TASK STATEMENT
Copy every line of the entries below word for word, changing nothing.

SUPPLIED MATERIAL
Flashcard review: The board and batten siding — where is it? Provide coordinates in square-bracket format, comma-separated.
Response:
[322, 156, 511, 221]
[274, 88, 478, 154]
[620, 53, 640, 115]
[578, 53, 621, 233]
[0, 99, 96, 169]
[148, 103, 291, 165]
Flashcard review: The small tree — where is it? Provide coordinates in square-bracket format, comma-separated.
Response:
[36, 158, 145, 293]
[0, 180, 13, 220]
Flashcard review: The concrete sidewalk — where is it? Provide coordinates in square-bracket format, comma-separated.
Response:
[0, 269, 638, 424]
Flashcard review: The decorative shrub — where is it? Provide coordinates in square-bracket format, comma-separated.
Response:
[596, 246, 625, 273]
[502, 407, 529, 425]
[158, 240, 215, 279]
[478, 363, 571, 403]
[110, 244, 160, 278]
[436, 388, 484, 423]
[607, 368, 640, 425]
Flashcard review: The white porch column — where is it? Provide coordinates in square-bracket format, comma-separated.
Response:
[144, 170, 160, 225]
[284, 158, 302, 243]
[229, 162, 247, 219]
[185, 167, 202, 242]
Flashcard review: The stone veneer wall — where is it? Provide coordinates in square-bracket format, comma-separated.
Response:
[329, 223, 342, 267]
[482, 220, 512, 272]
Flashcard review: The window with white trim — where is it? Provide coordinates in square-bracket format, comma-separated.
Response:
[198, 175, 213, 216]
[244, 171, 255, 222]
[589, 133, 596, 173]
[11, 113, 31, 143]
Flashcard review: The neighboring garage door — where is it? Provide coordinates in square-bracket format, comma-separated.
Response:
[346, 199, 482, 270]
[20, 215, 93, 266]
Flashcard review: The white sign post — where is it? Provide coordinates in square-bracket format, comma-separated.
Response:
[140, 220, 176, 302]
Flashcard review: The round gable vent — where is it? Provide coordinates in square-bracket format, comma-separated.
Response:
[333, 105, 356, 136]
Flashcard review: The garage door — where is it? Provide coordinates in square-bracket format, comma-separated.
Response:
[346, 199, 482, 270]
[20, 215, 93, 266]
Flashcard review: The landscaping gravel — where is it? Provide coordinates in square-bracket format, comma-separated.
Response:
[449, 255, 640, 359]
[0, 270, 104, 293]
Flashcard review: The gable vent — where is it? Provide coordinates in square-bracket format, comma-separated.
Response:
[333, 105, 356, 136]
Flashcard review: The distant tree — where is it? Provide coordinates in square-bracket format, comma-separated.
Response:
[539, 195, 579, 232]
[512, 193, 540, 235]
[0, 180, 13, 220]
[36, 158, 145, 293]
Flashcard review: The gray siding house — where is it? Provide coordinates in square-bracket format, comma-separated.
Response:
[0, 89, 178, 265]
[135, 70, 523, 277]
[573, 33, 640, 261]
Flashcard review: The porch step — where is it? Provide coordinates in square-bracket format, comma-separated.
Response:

ANSWER FOR THIS EXERCISE
Flashcard review: The board and batten siding — where is it? Provide coordinates in square-bracket format, comma-separated.
Response:
[322, 156, 511, 221]
[274, 88, 478, 154]
[620, 53, 640, 115]
[578, 53, 621, 233]
[0, 99, 96, 169]
[148, 103, 291, 165]
Flashcard review: The small tree — where is it? Provide coordinates in square-bracket format, comma-separated.
Response:
[36, 158, 145, 293]
[0, 180, 13, 220]
Flashcard review: The concrete sidewalk — where is it? Provide coordinates in square-bracket format, comma-separated.
Response:
[0, 269, 638, 424]
Flashcard review: The decorative shrub — where is it? Provide coordinates in square-bracket format, comma-separated.
Response:
[596, 246, 625, 273]
[502, 407, 529, 425]
[158, 240, 215, 279]
[478, 363, 571, 403]
[110, 244, 160, 278]
[436, 388, 484, 423]
[607, 368, 640, 425]
Flashcard review: The white porch column — where is it? Provide coordinates in square-bracket format, comma-separated.
Response:
[144, 170, 160, 225]
[284, 158, 302, 243]
[229, 162, 247, 219]
[185, 167, 202, 242]
Flashcard review: The stone veneer wall — where is it? Provide coordinates in square-bracket format, comma-separated.
Response:
[329, 223, 342, 267]
[482, 220, 512, 272]
Flashcard review: The window with white trim — where is it? Provide coordinates in square-bracket format, comma-separated.
Response:
[198, 175, 213, 216]
[244, 171, 255, 222]
[589, 133, 596, 173]
[11, 113, 31, 143]
Flashcard review: The neighboring garage door — where is it? Provide coordinates in square-bracket format, comma-separated.
Response:
[346, 199, 482, 270]
[20, 215, 93, 266]
Flashcard review: The white sign post — where is it? Provide coordinates in square-bracket format, comma-separated.
Response:
[140, 220, 176, 302]
Flashcard review: The round gable vent — where is it? Provide coordinates in square-bracket format, comma-separated.
Response:
[333, 105, 356, 136]
Flashcard review: The garage door — where is it? Provide coordinates in square-bracket format, comma-separated.
Response:
[346, 199, 482, 270]
[20, 215, 93, 266]
Flashcard review: The landscaping gravel — where is it? Provide coordinates in square-bracket format, comma-separated.
Response:
[449, 255, 640, 359]
[0, 270, 104, 293]
Flashcard review: The gable vent — where is it? Provide coordinates in square-bracket format, comma-separated.
Response:
[333, 105, 356, 136]
Flashcard review: The distant tree — where is it? Provide coordinates in square-bracket format, comma-separated.
Response:
[539, 195, 579, 232]
[512, 193, 540, 235]
[0, 180, 13, 220]
[36, 158, 145, 293]
Flashcard review: The gray siding house — where is it? Provide coordinates in square-bracket format, comma-separated.
Response:
[0, 89, 178, 265]
[135, 70, 523, 277]
[573, 33, 640, 261]
Flashcard review: The porch step — where is it? Provide coordinates in square-bracket format, comma-separated.
Response:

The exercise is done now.